*Objective:* Copy the records below exactly, from the line containing "Could you point out the light" through the last line, and leave out every picture.

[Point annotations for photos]
▼▼▼
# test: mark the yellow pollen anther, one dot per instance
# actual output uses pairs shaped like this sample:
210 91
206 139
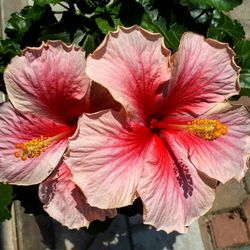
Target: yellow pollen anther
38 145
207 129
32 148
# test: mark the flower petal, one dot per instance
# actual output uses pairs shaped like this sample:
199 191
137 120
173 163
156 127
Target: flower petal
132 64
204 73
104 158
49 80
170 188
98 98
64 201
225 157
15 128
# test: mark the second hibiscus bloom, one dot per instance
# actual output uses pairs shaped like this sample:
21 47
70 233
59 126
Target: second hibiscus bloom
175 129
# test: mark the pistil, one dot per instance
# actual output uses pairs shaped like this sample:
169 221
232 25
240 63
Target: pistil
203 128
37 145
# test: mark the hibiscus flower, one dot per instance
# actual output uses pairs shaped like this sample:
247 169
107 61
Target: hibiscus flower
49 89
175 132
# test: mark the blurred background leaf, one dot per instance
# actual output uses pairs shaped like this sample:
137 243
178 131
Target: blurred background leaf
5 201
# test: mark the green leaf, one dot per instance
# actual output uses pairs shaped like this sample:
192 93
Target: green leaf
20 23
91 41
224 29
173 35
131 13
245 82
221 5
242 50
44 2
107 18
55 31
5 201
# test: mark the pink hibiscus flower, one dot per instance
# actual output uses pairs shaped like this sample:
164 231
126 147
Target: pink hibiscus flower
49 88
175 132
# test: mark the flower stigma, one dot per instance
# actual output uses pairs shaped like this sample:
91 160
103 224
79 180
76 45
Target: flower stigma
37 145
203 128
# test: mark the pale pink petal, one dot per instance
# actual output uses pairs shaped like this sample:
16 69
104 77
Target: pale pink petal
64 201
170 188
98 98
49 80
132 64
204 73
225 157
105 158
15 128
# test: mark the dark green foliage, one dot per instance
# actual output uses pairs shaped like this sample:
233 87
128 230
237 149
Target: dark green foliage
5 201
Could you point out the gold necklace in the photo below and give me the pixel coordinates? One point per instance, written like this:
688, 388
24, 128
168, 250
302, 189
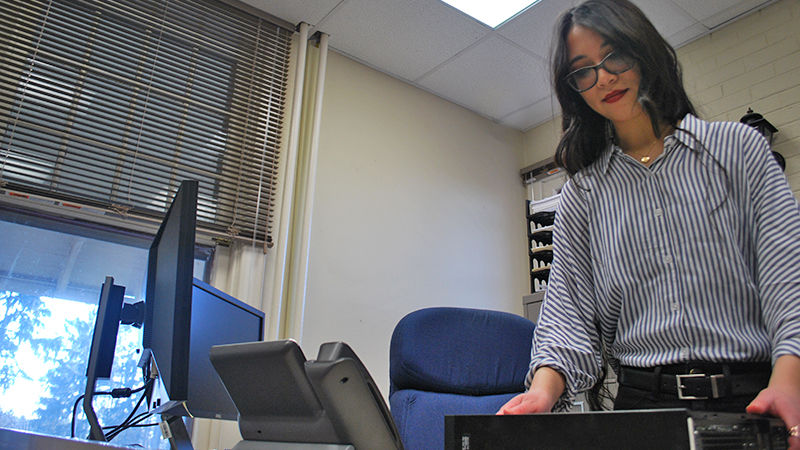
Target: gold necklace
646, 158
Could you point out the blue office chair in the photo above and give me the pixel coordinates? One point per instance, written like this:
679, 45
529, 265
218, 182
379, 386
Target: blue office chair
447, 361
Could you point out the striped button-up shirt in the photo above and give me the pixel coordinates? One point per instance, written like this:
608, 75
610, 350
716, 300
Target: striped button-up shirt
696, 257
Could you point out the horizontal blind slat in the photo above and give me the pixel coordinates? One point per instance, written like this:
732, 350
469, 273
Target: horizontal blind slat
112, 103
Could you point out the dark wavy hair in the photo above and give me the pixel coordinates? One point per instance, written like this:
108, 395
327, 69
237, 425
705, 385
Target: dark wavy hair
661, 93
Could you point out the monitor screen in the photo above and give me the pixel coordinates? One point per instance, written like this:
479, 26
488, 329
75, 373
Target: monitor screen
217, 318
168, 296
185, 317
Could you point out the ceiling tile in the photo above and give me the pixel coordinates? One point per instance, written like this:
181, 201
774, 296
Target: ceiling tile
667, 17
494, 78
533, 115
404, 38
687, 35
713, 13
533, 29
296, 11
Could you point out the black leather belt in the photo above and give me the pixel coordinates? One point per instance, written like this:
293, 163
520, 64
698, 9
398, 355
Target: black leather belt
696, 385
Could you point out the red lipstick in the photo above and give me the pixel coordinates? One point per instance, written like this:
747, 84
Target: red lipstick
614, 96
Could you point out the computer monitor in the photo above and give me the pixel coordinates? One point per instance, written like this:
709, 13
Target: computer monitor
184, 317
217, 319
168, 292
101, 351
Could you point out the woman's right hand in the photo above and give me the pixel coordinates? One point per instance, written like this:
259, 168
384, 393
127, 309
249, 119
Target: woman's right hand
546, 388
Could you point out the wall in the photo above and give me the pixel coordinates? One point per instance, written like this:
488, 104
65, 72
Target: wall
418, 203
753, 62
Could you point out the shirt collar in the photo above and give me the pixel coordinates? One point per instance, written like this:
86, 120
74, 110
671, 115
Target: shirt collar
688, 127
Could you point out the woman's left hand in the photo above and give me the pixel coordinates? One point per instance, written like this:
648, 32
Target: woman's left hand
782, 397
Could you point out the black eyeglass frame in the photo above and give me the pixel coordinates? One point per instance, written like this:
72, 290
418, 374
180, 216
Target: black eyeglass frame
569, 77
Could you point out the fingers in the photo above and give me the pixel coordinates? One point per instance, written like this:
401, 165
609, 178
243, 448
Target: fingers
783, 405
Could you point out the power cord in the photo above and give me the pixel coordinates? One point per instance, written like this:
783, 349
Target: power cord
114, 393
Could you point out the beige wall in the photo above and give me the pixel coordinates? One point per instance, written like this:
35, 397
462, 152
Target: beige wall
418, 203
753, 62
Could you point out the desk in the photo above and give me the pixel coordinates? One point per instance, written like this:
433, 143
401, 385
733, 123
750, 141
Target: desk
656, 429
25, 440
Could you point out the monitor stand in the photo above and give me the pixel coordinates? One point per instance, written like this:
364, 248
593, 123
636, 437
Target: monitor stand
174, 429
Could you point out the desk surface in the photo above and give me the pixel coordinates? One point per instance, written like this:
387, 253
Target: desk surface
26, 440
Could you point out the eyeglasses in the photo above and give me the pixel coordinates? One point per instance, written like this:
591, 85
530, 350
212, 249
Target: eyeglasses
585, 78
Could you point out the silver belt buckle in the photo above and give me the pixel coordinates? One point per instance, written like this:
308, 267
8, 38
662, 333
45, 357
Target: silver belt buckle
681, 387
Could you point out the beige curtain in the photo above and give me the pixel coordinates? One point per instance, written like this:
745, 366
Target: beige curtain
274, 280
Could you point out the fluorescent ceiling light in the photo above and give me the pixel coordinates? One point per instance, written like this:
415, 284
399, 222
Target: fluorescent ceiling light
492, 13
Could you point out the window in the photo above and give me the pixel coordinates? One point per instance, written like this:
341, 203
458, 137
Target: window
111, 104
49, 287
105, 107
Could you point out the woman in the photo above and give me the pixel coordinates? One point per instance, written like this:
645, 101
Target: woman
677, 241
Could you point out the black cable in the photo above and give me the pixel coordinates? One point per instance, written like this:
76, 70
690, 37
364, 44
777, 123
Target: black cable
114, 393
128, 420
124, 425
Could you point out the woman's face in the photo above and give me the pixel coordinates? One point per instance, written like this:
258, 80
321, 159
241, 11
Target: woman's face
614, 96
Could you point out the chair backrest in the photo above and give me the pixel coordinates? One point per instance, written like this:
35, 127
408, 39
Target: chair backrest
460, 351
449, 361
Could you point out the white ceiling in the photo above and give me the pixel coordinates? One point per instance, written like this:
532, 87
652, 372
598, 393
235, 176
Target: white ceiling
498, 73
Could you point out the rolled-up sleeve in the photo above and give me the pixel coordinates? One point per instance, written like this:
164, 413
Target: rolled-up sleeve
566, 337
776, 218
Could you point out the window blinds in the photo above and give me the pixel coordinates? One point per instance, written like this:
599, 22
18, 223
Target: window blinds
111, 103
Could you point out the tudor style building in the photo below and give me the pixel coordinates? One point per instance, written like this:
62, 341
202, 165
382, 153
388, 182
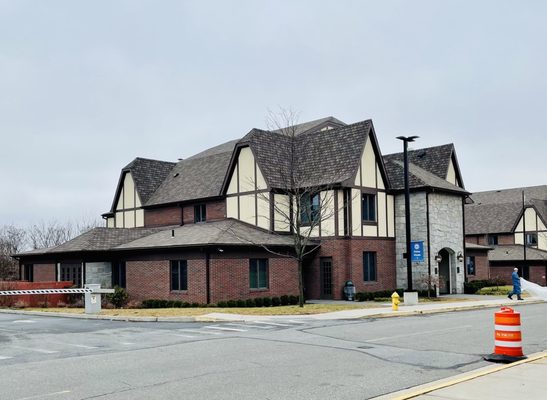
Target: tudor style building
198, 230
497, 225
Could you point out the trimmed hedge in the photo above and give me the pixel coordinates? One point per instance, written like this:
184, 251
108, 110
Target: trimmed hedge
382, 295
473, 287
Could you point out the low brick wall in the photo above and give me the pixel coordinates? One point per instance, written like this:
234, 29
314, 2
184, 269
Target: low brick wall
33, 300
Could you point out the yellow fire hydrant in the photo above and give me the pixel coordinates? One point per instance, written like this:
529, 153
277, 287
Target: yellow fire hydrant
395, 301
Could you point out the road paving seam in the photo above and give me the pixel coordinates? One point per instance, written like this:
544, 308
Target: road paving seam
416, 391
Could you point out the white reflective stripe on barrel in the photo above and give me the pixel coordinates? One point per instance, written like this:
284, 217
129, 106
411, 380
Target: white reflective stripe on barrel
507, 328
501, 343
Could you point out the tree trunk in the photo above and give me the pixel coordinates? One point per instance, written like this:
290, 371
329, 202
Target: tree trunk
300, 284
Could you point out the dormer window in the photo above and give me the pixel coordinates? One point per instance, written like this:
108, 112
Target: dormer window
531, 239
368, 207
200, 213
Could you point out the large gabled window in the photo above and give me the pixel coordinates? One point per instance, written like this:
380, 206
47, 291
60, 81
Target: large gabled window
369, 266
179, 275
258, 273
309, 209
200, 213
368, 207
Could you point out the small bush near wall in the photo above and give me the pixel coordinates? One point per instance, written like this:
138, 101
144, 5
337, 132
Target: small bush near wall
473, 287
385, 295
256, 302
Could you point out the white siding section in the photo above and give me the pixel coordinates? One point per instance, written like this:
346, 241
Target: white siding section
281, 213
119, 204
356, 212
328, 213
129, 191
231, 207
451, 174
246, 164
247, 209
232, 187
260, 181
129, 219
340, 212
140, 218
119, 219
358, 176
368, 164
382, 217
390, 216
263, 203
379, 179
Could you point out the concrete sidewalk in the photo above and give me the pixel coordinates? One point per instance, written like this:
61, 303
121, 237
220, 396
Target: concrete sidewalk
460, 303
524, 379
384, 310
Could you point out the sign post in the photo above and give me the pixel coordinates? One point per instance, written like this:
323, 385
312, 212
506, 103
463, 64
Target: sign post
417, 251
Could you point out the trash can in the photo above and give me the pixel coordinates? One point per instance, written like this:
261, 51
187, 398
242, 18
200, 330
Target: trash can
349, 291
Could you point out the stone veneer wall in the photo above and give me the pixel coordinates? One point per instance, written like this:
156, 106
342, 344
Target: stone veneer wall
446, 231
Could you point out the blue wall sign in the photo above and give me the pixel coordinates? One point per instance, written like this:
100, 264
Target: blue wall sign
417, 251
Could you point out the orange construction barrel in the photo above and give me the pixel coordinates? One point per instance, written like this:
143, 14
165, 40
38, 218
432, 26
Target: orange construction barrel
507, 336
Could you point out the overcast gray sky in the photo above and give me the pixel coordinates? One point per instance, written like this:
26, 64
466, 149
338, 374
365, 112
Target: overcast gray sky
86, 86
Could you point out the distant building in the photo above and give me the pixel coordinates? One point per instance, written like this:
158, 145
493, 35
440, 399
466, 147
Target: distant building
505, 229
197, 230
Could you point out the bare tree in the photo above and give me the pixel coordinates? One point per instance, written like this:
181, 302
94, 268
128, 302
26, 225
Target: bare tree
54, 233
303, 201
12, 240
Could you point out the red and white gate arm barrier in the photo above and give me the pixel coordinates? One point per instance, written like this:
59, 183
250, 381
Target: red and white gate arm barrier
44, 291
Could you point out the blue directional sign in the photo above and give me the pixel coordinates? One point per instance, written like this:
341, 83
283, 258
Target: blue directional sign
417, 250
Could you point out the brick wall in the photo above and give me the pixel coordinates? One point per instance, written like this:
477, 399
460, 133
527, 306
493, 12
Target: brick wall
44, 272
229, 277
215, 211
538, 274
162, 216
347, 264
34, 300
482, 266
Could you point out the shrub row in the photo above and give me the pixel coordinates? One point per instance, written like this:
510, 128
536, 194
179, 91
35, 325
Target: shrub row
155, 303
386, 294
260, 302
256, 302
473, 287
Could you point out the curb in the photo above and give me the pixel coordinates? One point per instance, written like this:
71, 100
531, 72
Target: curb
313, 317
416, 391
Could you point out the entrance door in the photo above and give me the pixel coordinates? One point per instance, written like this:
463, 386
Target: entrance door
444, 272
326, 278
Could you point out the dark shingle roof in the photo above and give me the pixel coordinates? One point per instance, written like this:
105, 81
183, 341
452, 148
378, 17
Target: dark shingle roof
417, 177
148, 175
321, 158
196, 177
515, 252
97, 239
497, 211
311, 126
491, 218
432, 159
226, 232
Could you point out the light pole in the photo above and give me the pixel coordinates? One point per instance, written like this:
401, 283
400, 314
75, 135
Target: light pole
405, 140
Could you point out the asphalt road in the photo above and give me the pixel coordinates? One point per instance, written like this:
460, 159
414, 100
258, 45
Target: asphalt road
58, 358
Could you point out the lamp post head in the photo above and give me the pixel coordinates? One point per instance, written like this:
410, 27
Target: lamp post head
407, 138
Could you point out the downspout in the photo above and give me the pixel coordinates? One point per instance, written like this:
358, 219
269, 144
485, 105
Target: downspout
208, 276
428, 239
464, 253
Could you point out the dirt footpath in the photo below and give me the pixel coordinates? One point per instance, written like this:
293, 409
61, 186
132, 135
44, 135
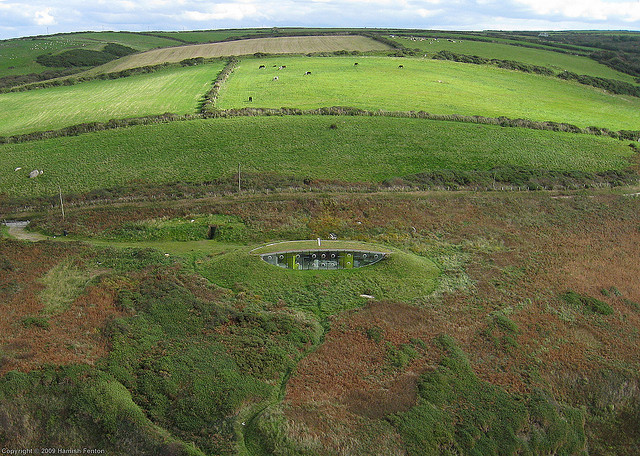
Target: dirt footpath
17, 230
▲▲▲
*Written answer:*
Could you point out the light pole in the photo above and give me the pixel coordinates? One point per instance, written like this:
401, 283
400, 314
75, 135
Target: light pole
405, 140
Could you point out the asphalt road in the photo above and give me the pixel coordinates? One point per instance, written like this:
460, 159
414, 100
258, 45
Target: asphalt road
58, 358
Could you point out the lamp post head in the photo above and give me the pixel coordinates? One point per instance, written like this:
410, 27
Target: lamp post head
407, 138
Could you point out the downspout in the photo above and give me the pixel coordinates? One point per instance, written like this:
358, 219
269, 144
485, 105
Target: downspout
208, 276
428, 239
464, 253
Could you point out the dirt footpath in the photo below and give me the pixel coordinates? One point per instance, written like this:
293, 409
61, 186
132, 135
44, 135
Target: dirt footpath
17, 230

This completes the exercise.